+++ Information supplied

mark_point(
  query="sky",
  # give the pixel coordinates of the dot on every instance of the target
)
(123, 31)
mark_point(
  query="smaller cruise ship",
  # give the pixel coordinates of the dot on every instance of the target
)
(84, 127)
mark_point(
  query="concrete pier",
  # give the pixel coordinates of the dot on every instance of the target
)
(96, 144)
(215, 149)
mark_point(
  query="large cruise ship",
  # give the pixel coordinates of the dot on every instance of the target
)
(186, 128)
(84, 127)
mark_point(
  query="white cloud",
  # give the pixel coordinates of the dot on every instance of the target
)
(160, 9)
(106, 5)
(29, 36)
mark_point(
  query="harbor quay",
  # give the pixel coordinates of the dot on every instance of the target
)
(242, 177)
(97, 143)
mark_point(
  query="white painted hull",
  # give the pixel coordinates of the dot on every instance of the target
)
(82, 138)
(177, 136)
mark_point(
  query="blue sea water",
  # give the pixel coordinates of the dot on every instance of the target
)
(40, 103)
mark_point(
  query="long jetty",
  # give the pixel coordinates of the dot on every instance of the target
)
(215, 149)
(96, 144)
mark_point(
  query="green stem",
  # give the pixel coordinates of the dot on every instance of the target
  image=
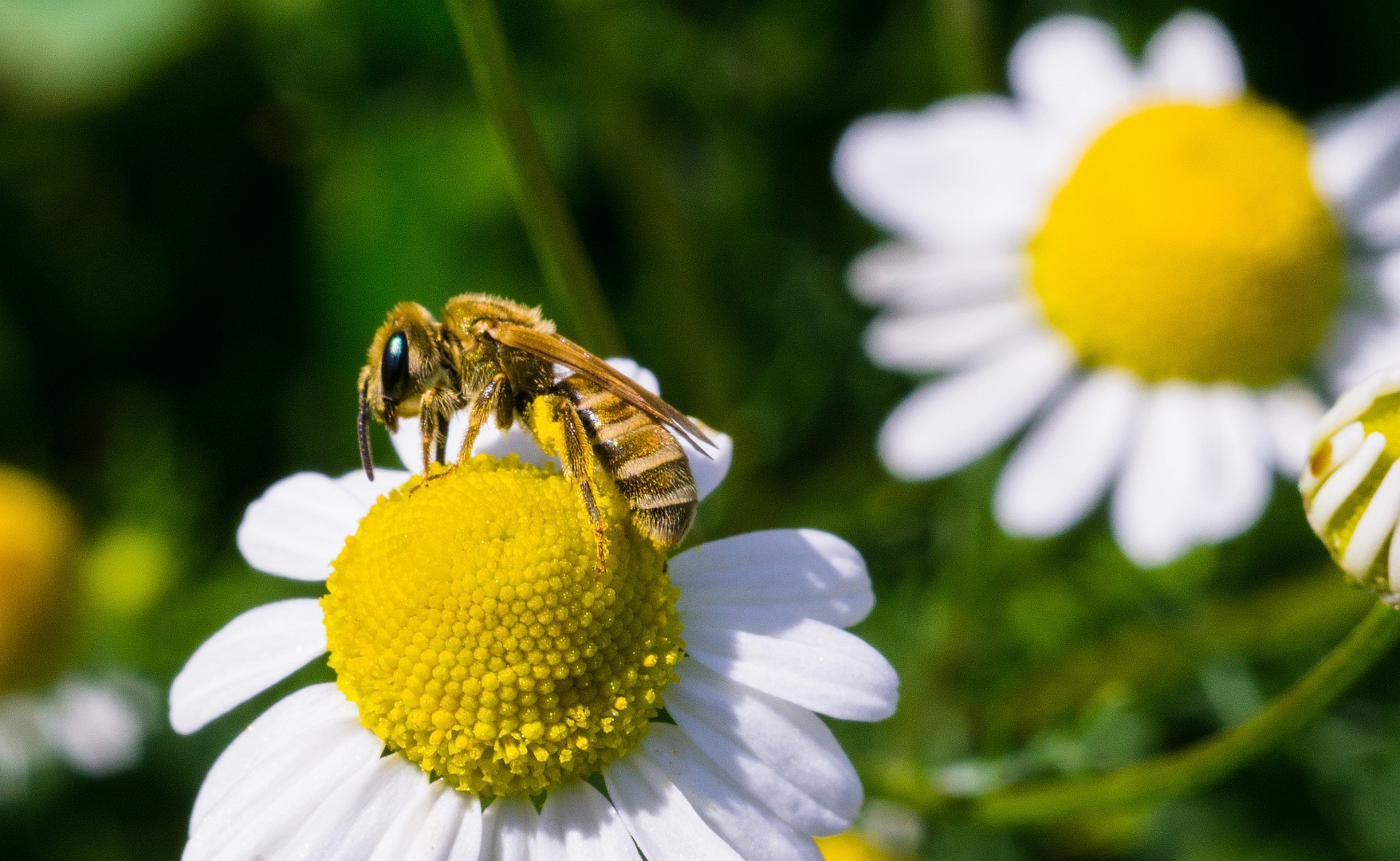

++++++

> _Work to complete_: Reproduce each line of the records exactly, omitting any picture.

> _Result for this task_:
mark_point(
  query="sky",
  # give the pixel coordinates of the dot on every instance of the target
)
(123, 31)
mark_point(
  query="smaller cruise ship",
  # give the pixel coordinates of the dot on every instance of the target
)
(84, 127)
mark_point(
  query="concrete pier",
  # give the pixel coordinates of the dot on every instance of the target
)
(96, 144)
(215, 149)
mark_point(
  query="large cruise ship",
  # give the pixel coordinates of the dot on every instance of the target
)
(186, 128)
(84, 127)
mark_point(
  query="white cloud",
  # give the pixel coordinates of the dot on every instance of the target
)
(160, 9)
(106, 5)
(29, 36)
mark_point(
  query="harbor quay",
  # give the pixel coordinates of the dot on every instance of the target
)
(242, 177)
(97, 143)
mark_point(
  query="white painted hull",
  # give the pixel coordinates of the dot on every instance of the target
)
(82, 138)
(177, 136)
mark_point(
  query="blue sea water",
  # give the pixel coordinates of the dot on every instance of the target
)
(40, 103)
mark_point(
  query="long jetty",
  # give the pixel coordinates of the dot on every instance of the target
)
(215, 149)
(96, 144)
mark_point(
  query="green stem",
  # give the pixel coordinates of the dot on every instance of the target
  image=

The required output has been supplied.